**Task directions:**
Answer these questions from the passage on Stickler syndrome below.
(a) What chance does a person with the syndrome have of passing it on to each child?
(b) Which genes does the passage list as the responsible genes identified?
(c) What term does the passage give for abnormally long, slender fingers?

**Reading passage:**

○ ○ ○

A characteristic symptom of Stickler Syndrome is flattened facial appearance due to maldeveloped facial bones. A particular group of physical features, called the Pierre Robin sequence, is common in children with Stickler syndrome.
Robin sequence includes a U-shaped or sometimes V-shaped cleft palate (an opening in the roof of the mouth) with a tongue that is too large for the space formed by the small lower jaw. Children with a cleft palate are also prone to ear infections and occasionally swallowing difficulties.
Many people have high myopia because of abnormalities in the shape of eye ball which inturn leads to glaucoma and ocular hypertension or retinal detachment. Cataract may also be present as a complication. Regular visit to your ophthalmologist is recommended.
Arthritis, vertebral abnormalities, double jointedness, scoliosis, and a lot of other problems in joints. They have a particular flattened facial appearance, small jaw, palate abnormalities and like.
They have mild to severe progressive hearing loss. The joints of affected individual can be hypermobile.
Some studies suggest that there is increased incidence of mitral valve prolapsed in such patients.
Additional findings may occur in some cases including diminished muscle tone
(hypotonia), abnormally long, slender fingers (arachnodactyly), flat feet (pes planus), and osteochondritis deformans of the hips (Legg-Calve-Perthes disease), a degenerative hip disorder with childhood onset.
Stickler syndrome is thought to be caused from a mutation of several collagen genes during fetal development. It is a sex independent autosomal dominant trait meaning a person with the syndrome has a 50% chance of passing it on to each child.
There are three variants of Stickler syndrome identified, each associated with a collagen biosynthesis gene. A metabolic defect concerning the hyaluronic acid and the collagen of the 2-d type is assumed to be the cause of this syndrome.
The responsible genes identified include COL11A1, COL11A2 and COL2A1 genes.
4 Making a Diagnosis
Diagnosis of Stickler syndrome is based on clinical history, physical examination and looking for characteristic features of the disease.
A variety of eye examinations, genetic testing, and x-ray studies may be used to detect any abnormalities associated with the disease.

○ ○ ○

**Provided data:**
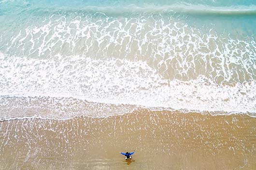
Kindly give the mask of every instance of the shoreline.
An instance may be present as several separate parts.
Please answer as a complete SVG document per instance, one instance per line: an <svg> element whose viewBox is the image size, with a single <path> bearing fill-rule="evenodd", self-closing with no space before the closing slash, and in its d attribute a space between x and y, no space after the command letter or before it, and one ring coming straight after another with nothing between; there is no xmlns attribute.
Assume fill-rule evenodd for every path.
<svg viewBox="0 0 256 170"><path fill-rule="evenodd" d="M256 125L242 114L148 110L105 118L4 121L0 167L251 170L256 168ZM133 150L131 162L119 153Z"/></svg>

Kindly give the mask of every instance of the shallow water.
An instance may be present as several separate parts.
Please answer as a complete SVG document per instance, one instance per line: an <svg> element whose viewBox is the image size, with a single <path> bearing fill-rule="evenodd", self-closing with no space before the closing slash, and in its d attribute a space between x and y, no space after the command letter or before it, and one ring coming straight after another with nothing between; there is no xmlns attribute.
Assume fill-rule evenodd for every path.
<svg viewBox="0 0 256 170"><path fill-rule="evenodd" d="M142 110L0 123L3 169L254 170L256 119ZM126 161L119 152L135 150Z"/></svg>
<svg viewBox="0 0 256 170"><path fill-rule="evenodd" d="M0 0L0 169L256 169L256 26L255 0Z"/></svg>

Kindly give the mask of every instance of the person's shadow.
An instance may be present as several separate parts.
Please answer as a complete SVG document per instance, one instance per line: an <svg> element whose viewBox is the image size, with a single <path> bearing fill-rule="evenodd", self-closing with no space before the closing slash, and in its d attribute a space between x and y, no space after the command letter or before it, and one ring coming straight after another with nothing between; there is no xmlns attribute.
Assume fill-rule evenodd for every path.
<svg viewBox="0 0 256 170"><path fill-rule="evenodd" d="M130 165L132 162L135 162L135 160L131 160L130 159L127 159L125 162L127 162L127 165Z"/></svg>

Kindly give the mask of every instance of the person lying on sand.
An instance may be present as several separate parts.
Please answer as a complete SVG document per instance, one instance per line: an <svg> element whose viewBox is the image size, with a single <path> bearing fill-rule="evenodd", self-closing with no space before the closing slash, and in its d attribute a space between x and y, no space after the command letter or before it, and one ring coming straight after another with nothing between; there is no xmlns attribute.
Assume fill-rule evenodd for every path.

○ ○ ○

**Solved problem:**
(a) A 50% chance.
(b) COL11A1, COL11A2 and COL2A1.
(c) Arachnodactyly.